Extract:

Norwalk Reflector Staff • Oct 29, 2015 at 12:50 PM

Huron County commissioners said they are open to possibilities, but they have many unanswered questions about a proposal to close the county airport and open a new regional airport with Erie County.

“I think the concept of a regional airport would be good for north-central Ohio,” commissioner Gary Bauer said. “But we’ve got to make sure Huron County is treated fairly.”

After meeting Thursday with Erie County officials, FAA representatives and residents in the county administration building in Norwalk, all three commissioners said they will consider suggestions. But they emphasized that Huron County’s airport is in good shape and already serves the needs of the county.  

Erie County officials and Joe Jackson, the consultant who recently completed a feasibility study on Erie County’s need for a new airport, stressed the benefits for the entire region that a new airport could provide.

At face value, the situation is simple.

Problem — Erie County needs a new airport. NASA Plum Brook needs a 9,000-foot runway as close as possible. The FAA probably won’t give certification and funding for another airport in the area unless an existing public airport closes. Huron County has an airport that probably won’t be able to expand past a 5,000-foot runway.

Solution — build a new regional airport with a 9,000-foot runway on Plum Brook property to serve NASA and commercial, corporate, cargo and private aircraft for Huron and Erie counties.

New problem for Huron County — It would have to close its airport, repay federal grants, turn over any profits from sale of airport land to the new airport and also come up with several million dollars to help build a new airport in Erie County.

Throw figures about possible new industry and jobs into the mix and it gets complicated. So Huron County commissioners want more information, which they plan to get while the FAA reviews the feasibility study just turned in.

“The same concerns are still there. What’s in it for Huron County?” commissioner Ralph Fegley said. He pointed out the airport currently generates about $500,000 in economic benefits per year for the county with a county subsidy of just $20,000. “I don’t want to give up our (FAA) certification now,” he added.

“We need a more realistic figure of economic benefits.” Fegley said, based on the feasibility study’s prediction a potential benefit of $30 million over 10 years. If that figure is correct, he said, then it wouldn’t make financial sense for Huron County to incur debt and give up airport certification for a facility in another county for an unknown portion of that benefit.

Excerpted data:
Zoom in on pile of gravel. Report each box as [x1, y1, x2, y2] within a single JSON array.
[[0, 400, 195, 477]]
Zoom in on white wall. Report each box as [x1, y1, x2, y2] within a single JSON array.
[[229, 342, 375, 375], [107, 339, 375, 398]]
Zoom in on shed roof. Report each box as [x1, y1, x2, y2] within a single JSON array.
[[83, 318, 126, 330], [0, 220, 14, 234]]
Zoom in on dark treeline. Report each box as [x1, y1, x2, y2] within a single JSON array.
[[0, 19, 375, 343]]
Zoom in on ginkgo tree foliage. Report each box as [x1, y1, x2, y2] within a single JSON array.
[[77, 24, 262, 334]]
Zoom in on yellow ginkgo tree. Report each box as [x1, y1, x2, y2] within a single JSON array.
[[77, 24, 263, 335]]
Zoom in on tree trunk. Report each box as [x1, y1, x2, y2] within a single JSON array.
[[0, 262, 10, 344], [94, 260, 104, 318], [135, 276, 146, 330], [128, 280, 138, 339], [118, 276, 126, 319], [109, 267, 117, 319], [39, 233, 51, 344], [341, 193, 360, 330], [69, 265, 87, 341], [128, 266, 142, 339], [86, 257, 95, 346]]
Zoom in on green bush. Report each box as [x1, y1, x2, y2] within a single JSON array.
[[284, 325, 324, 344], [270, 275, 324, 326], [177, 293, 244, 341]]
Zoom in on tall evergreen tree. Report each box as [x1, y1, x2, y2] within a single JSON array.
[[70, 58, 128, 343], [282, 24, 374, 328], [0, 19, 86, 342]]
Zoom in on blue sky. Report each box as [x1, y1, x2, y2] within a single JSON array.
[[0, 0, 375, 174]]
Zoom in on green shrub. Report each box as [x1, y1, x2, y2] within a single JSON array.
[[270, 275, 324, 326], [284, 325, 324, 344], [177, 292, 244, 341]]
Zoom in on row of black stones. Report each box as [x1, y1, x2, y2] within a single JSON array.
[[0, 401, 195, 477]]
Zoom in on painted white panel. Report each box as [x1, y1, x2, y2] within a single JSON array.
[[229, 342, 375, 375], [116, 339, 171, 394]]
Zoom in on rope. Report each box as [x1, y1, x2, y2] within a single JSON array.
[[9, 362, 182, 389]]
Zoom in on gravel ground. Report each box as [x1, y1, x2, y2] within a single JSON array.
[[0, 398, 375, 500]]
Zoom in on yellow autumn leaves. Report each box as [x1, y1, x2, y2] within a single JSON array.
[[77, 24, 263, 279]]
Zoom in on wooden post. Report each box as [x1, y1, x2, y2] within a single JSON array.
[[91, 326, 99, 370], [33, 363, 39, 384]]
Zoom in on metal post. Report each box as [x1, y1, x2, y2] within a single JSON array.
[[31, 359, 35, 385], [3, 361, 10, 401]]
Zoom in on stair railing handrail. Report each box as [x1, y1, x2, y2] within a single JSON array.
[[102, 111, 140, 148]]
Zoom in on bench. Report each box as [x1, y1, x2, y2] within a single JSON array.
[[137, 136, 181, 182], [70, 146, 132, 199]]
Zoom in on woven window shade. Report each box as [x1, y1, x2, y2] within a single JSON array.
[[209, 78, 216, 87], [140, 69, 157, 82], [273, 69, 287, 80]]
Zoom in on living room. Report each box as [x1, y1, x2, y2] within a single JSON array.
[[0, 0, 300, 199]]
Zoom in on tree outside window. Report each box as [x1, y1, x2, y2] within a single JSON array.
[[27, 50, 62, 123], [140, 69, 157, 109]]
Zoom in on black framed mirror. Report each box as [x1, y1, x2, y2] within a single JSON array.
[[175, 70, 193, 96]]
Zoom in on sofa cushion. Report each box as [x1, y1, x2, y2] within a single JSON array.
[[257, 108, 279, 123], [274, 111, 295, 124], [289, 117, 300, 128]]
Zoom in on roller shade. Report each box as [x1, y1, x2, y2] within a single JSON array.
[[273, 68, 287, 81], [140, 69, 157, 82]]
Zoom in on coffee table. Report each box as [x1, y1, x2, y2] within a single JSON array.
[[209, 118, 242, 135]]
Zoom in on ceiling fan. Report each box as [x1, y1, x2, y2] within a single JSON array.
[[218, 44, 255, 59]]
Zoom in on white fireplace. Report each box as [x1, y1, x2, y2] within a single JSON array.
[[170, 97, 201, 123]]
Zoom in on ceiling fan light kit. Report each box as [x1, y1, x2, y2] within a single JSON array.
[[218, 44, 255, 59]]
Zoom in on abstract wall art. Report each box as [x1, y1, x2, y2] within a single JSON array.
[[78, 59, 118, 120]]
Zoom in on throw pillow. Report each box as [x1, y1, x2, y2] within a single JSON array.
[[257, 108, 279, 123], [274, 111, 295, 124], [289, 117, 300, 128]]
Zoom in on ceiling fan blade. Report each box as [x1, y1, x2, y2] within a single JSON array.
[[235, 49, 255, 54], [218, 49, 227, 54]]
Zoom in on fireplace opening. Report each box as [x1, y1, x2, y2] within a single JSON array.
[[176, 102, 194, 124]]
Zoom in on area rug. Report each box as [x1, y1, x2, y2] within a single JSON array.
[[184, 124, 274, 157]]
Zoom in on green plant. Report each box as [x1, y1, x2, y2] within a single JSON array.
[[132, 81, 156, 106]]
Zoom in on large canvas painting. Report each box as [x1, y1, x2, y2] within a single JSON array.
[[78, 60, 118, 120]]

Jobs:
#1 Restate the paragraph in the airport article that begins "New problem for Huron County" as a short bulleted list, keeping its main facts.
#2 Repeat a passage of the airport article word for word, beginning at the words "Problem — Erie" and stopping after the words "in Erie County.".

Task results:
#1
If the regional airport were built, Huron County would have to:
- close its own airport
- repay federal grants
- hand over any profits from selling airport land to the new airport
- contribute several million dollars toward building the new airport in Erie County

#2
Problem — Erie County needs a new airport. NASA Plum Brook needs a 9,000-foot runway as close as possible. The FAA probably won’t give certification and funding for another airport in the area unless an existing public airport closes. Huron County has an airport that probably won’t be able to expand past a 5,000-foot runway.

Solution — build a new regional airport with a 9,000-foot runway on Plum Brook property to serve NASA and commercial, corporate, cargo and private aircraft for Huron and Erie counties.

New problem for Huron County — It would have to close its airport, repay federal grants, turn over any profits from sale of airport land to the new airport and also come up with several million dollars to help build a new airport in Erie County.